─── Extract ───

Francisco Pessoa,


Francisco Pessoa’s Mensagem (1934) is an esoteric national epic simultaneously steeped in reverential homage to the past while paving the way for what it means to compose an epic in the modern era. This duality can be read in the title itself. Mensagem (Portuguese for “The Message”) is a portmanteau of mens agitat molem (trans. “the spirit moves matter”), a quote lifted from Virgil’s Aeneid. And yet the composite result, “the message,” is a prophetic harbinger of things to come.


Francisco Pessoa statue outside A Brasileira, the restaurant in which he composed Mensagem

The epic is comprised of 44 short poems intended to capture the arc of the Portuguese people. Each vignette focuses on a key figure or event in the nation’s mythological, cultural, or political foundation. The poem is divided into three parts:


Part I: The Coat of Arms groups poems according to the five major components in the Portuguese coat of arms. Pessoa borrows this framing from Luis de Camões, whose ekphrasis of the coat of arms is one of the most moving passages in the Portuguese epic Os Lusíadas. This section thus immediately positions Mensagem within a broader epic tradition.

Section I: The Fields roots the Portuguese identity in its natural environment. Portugal is cast as a land of liminality. Not quite European and not quite African. Assuredly Mediterranean yet standing on the edge of the ancient world, far afield from the cultural epicenters of Greece, Rome, and Egypt.

Section II: The Castles selects the seven heroes essential to Portugal’s existence. Notably Pessoa again ties Mensagem closely to the pre-existing epic ethos. Ulysses, believed to have founded Lisbon after his return to Ithaca, is centrally placed as Portugal’s founder. Viriathus, a Lusitanian folk hero who liberated the region from Rome, comes next as a figure responsible for national consolidation. Homer’s Odyssey and Brás Garcia de Mascarenhas’ Viriato Trájico thus become required reading to fully understand Pessoa’s work.

─── Data excerpt ───

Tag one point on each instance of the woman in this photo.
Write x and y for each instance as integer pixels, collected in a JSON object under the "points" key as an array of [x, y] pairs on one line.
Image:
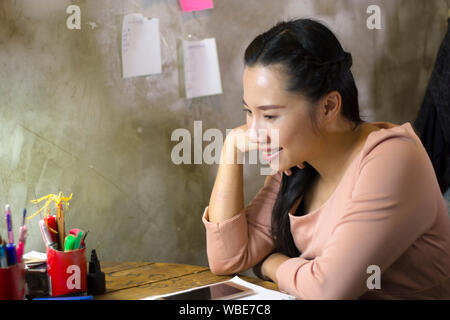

───

__Exercise task 1__: From the article on Pessoa's Mensagem, reproduce the passage starting at "The epic is" and ending at "Rome, and Egypt.".
__Exercise task 2__: Name every literary work other than Mensagem that the article on Pessoa's Mensagem mentions.
__Exercise task 3__: According to the article on Pessoa's Mensagem, how many short poems make up the epic?

__Exercise solution 1__:
The epic is comprised of 44 short poems intended to capture the arc of the Portuguese people. Each vignette focuses on a key figure or event in the nation’s mythological, cultural, or political foundation. The poem is divided into three parts:


Part I: The Coat of Arms groups poems according to the five major components in the Portuguese coat of arms. Pessoa borrows this framing from Luis de Camões, whose ekphrasis of the coat of arms is one of the most moving passages in the Portuguese epic Os Lusíadas. This section thus immediately positions Mensagem within a broader epic tradition.

Section I: The Fields roots the Portuguese identity in its natural environment. Portugal is cast as a land of liminality. Not quite European and not quite African. Assuredly Mediterranean yet standing on the edge of the ancient world, far afield from the cultural epicenters of Greece, Rome, and Egypt.

__Exercise solution 2__:
- Aeneid
- Os Lusíadas
- Odyssey
- Viriato Trájico

__Exercise solution 3__: 44 short poems.